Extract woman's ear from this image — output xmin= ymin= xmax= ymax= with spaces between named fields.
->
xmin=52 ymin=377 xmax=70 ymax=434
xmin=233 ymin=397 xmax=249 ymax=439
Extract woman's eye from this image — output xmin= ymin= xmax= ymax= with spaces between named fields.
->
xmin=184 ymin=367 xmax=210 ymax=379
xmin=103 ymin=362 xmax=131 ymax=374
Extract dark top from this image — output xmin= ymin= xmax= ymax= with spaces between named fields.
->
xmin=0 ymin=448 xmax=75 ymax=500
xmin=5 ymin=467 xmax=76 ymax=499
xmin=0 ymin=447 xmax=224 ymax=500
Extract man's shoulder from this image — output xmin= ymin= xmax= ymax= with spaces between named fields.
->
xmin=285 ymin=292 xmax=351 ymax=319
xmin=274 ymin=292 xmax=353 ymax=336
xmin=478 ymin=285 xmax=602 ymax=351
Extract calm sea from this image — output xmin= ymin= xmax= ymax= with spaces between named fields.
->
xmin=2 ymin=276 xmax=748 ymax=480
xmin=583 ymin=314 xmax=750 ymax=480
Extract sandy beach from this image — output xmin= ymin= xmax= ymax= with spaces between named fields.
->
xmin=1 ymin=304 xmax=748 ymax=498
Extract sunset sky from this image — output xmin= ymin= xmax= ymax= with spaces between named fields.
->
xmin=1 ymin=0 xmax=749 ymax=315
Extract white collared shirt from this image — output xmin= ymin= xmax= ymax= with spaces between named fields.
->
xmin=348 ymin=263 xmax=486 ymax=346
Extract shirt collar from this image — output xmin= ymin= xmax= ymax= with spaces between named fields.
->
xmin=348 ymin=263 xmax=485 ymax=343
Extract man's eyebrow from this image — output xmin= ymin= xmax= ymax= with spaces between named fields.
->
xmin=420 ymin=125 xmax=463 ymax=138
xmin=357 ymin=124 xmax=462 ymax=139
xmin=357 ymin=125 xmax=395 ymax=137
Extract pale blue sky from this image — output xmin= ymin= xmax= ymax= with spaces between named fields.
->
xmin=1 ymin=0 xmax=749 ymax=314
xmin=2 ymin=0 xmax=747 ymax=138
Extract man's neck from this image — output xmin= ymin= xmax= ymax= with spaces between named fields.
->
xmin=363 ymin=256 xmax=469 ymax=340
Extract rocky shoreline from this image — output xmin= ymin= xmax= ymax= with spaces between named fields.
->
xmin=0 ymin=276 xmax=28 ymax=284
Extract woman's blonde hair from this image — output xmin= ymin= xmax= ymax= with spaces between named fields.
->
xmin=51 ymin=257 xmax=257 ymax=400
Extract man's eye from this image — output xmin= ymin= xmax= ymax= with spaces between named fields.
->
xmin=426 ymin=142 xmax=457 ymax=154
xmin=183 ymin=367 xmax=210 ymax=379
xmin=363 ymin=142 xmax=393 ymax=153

◆ ◆ ◆

About this task:
In the records above, which lines hold the string "woman"? Copy each one.

Solution to the problem:
Extract woman's ear from this image — output xmin= ymin= xmax= ymax= with spaces between named fields.
Extract woman's eye from this image — output xmin= ymin= xmax= ymax= with spaces between named fields.
Extract woman's blonde hair from this image — output xmin= ymin= xmax= ymax= with spaces between named fields.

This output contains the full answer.